## STATED PROBLEM A
Using the Arbutus command list, explain in one to three sentences why most Sort/Summarize operations can be replaced by a simple Classify.
## STATED PROBLEM B
Continue the Arbutus command list from the point where it stops.

## SOURCE EXTRACT

┏━━

The Arbutus technology contains a wide variety of commands specifically designed for data analysis and manipulation. Commands include:
Data Output Commands
- REPORT - provides for basic reporting, with automatic formatting
- EXPORT - creates data in most popular PC-based formats
Data Manipulation Commands
- EXTRACT - creates a subset of a table, not unlike SELECT WHERE
- SUMMARIZE - creates subtotals by key value, not unlike GROUP BY
- INDEX - logically re-arranges the data, based on one or more keys
- SORT - creates a physically re-arranged copy the data, based on one or more keys
- RELATION - allows multiple files to be connected in a “star schema” style
- JOIN - combines two dissimilar files based on common key(s)
- MERGE - combines two files with identical structures, based on common key(s)
- SAMPLE - creates a statistical subset of a table
Data Analysis Commands
- CLASSIFY - one of the most powerful analytic commands in the Arbutus command set. It allows a table to be grouped and totaled on a key field, even when the table is not physically arranged in that order. It does this without arranging the table first, by maintaining the totals independently from the file. The result is most Sort/Summarize operations can be replaced by a simple Classify.

┗━━

Items listed in a dataset
┏━━

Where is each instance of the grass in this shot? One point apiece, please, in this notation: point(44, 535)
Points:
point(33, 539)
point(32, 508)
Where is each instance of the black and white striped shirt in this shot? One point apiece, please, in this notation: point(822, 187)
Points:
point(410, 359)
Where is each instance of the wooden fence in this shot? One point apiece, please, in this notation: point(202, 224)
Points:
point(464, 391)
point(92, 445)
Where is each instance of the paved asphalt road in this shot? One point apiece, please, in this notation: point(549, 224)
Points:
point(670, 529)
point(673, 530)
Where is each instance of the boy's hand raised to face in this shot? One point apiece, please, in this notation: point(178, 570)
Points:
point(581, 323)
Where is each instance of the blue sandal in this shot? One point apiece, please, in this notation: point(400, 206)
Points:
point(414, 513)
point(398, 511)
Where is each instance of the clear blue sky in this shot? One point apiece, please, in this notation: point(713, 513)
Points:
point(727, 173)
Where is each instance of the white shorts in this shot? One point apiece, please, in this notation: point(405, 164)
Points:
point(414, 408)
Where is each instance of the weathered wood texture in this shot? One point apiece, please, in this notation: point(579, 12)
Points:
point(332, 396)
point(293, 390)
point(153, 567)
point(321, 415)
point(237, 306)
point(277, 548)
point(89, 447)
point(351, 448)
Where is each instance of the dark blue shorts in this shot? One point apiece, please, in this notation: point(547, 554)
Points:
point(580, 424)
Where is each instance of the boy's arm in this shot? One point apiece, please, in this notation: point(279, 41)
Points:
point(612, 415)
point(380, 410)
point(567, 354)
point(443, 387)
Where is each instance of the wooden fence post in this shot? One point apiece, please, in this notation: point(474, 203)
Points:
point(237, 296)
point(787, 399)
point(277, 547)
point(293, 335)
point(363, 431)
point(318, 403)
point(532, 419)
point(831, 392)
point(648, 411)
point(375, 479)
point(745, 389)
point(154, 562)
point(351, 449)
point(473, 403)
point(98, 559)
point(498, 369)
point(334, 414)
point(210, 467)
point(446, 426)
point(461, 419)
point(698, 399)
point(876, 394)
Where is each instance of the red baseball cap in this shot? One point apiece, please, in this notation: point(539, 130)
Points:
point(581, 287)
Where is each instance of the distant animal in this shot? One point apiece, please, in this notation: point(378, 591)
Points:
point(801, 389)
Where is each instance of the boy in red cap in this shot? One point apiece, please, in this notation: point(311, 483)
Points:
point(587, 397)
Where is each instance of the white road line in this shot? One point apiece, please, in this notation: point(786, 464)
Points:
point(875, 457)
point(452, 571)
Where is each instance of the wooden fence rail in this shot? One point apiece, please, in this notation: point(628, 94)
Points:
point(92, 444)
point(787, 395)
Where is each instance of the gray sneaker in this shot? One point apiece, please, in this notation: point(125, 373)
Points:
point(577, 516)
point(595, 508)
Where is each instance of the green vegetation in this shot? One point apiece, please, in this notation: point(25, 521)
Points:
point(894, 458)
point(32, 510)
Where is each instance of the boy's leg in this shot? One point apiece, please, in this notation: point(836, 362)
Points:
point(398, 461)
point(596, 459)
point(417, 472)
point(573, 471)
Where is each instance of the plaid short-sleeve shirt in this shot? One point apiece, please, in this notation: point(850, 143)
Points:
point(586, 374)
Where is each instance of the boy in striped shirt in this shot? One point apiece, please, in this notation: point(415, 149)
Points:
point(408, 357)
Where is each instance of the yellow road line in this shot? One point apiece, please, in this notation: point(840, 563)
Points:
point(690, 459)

┗━━
┏━━

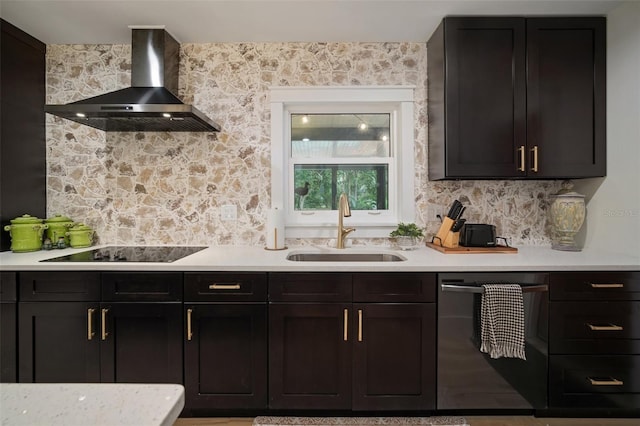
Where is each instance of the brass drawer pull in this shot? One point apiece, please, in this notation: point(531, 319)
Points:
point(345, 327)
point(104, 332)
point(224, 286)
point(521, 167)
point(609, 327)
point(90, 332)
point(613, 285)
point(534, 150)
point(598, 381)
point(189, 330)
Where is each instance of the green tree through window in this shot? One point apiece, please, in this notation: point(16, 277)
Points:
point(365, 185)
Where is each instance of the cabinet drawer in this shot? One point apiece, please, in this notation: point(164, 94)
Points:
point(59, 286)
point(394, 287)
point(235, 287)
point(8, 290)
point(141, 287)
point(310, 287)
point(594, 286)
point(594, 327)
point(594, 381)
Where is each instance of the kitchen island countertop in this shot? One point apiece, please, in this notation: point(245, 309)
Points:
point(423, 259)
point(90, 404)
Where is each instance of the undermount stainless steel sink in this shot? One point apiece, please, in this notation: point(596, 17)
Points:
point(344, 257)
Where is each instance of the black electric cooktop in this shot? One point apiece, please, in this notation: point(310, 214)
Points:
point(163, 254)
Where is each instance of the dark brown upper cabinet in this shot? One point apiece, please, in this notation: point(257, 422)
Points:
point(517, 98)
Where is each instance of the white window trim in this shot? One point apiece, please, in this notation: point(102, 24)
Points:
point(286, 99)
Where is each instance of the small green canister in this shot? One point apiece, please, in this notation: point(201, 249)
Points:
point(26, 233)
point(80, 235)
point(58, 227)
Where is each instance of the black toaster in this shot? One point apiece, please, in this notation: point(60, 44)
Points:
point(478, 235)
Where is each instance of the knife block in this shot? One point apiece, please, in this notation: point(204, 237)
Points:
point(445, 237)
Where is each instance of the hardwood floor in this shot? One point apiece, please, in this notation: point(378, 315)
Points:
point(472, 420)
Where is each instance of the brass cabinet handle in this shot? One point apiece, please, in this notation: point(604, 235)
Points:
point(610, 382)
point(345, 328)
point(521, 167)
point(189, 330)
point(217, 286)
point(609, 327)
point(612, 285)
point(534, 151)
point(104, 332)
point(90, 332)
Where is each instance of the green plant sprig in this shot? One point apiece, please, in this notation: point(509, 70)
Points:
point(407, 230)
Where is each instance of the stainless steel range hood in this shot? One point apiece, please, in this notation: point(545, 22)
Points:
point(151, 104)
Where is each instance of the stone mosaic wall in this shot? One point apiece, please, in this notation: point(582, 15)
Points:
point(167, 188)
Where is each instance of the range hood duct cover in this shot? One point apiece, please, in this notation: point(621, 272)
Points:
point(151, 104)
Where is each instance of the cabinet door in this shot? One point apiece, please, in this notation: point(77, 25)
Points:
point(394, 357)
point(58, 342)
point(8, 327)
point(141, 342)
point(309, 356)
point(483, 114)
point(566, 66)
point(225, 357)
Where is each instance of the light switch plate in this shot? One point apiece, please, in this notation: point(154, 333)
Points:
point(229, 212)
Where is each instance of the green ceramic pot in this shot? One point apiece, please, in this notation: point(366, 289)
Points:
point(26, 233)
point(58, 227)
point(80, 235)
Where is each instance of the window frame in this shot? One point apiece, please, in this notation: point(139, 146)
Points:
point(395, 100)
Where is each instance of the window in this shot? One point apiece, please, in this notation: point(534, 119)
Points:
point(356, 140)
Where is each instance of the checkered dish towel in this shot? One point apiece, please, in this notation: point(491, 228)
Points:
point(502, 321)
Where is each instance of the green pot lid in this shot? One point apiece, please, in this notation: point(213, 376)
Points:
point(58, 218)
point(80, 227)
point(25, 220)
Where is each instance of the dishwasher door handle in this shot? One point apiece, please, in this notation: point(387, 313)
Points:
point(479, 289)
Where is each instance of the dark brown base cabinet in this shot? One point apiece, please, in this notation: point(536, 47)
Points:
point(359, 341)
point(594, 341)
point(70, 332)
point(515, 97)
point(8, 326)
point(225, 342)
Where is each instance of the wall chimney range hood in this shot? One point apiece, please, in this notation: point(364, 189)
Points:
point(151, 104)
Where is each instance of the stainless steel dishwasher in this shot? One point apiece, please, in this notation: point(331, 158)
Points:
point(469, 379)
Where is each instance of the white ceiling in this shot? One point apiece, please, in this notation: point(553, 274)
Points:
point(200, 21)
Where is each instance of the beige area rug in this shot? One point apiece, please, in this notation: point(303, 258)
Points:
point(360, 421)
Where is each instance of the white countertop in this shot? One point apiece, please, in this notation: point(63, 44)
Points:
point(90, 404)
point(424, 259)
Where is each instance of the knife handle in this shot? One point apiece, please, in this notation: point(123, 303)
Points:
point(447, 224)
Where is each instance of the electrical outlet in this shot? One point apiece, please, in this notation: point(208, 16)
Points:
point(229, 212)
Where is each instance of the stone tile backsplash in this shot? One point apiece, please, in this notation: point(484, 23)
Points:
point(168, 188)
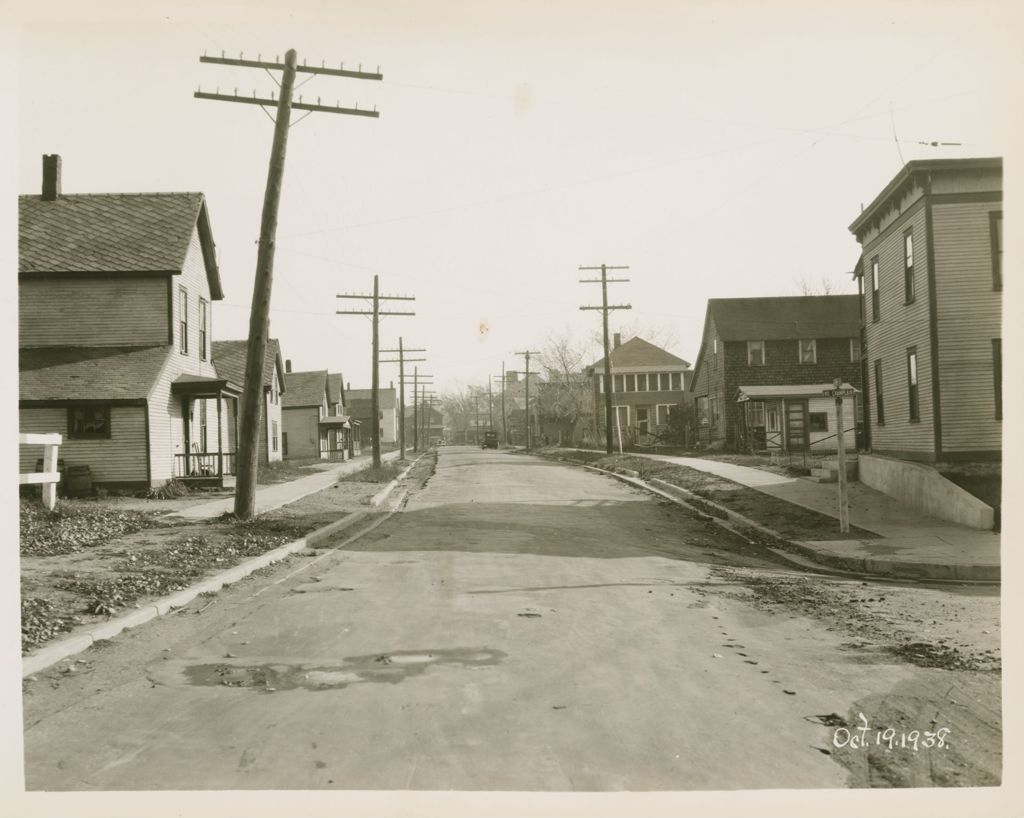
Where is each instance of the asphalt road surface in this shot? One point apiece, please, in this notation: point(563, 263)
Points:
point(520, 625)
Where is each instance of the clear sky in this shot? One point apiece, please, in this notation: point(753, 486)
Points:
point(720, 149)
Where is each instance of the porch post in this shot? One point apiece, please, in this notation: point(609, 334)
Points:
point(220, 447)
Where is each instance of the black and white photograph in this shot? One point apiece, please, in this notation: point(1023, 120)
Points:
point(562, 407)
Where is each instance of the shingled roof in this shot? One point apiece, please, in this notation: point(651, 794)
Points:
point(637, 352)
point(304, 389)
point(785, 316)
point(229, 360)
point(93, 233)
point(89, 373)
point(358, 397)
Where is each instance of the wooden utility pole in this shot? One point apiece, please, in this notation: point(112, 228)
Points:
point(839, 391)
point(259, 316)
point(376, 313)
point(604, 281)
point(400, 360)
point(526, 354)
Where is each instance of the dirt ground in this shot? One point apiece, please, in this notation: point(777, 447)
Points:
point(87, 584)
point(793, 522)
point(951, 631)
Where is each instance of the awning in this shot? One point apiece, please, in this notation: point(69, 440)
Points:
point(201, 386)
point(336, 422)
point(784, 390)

┗━━

## FINAL RESULT A
CLASSIFY can group and total a table on a key field even when the table is not physically arranged in that order. It does this without arranging the table first, because it keeps the totals independently from the file, so no separate sort step is needed.

## FINAL RESULT B
- CROSSTABULATE - extends CLASSIFY to a two-dimensional slice, without sorting
- COUNT - determines the number of rows that match any criteria
- TOTAL - accumulate numeric column(s) that match any criteria
- STATISTICS - provides an overview of numeric column(s)
- STRATIFY - determines the distribution of values for numeric column(s)
- AGE - provides distribution information based on dates
- BENFORD - provides a specialized statistical analysis of the data
- SEQUENCE - confirms that a table is arranged in the order it is expected to be
- GAPS - identifies any gaps in sequences that are expected to be complete
- DUPLICATES - identifies any duplicates in sequences that are expected to be unique values
- VERIFY - tests for physical data corruption in source files
.